### EXERCISE BRIEF
Reproduce each of the following items line for line, with no changes at all.

── DATA EXCERPTS

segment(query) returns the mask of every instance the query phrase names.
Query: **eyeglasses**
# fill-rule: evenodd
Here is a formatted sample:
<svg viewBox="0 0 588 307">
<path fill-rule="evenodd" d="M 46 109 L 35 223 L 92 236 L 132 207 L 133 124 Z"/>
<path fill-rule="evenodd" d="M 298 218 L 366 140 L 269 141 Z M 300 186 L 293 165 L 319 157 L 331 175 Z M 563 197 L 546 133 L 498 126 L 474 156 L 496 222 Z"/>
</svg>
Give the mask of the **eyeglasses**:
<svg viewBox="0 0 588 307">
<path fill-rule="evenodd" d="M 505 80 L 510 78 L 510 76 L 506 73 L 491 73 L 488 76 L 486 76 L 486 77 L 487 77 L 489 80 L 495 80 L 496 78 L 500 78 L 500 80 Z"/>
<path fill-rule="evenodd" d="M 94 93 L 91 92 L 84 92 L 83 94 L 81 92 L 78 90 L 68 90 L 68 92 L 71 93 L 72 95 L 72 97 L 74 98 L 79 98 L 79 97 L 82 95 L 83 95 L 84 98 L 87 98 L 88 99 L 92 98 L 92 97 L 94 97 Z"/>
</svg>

────

### WRITTEN REPLY
segment(query) returns the mask of every instance the query phrase names.
Query: **eyeglasses**
# fill-rule: evenodd
Here is a formatted sample:
<svg viewBox="0 0 588 307">
<path fill-rule="evenodd" d="M 46 109 L 35 223 L 92 236 L 132 207 L 133 124 Z"/>
<path fill-rule="evenodd" d="M 298 218 L 366 140 L 269 141 Z M 300 186 L 293 165 L 319 157 L 331 175 Z M 563 197 L 546 133 L 498 126 L 474 156 L 496 222 Z"/>
</svg>
Give the mask of the **eyeglasses**:
<svg viewBox="0 0 588 307">
<path fill-rule="evenodd" d="M 505 80 L 510 78 L 510 76 L 506 73 L 491 73 L 488 76 L 486 76 L 486 77 L 487 77 L 489 80 L 495 80 L 496 78 L 500 78 L 500 80 Z"/>
<path fill-rule="evenodd" d="M 94 93 L 91 92 L 84 92 L 83 94 L 81 92 L 78 90 L 68 90 L 68 92 L 71 93 L 72 95 L 72 97 L 74 98 L 79 98 L 79 97 L 82 95 L 83 95 L 84 98 L 87 98 L 88 99 L 92 98 L 92 97 L 94 97 Z"/>
</svg>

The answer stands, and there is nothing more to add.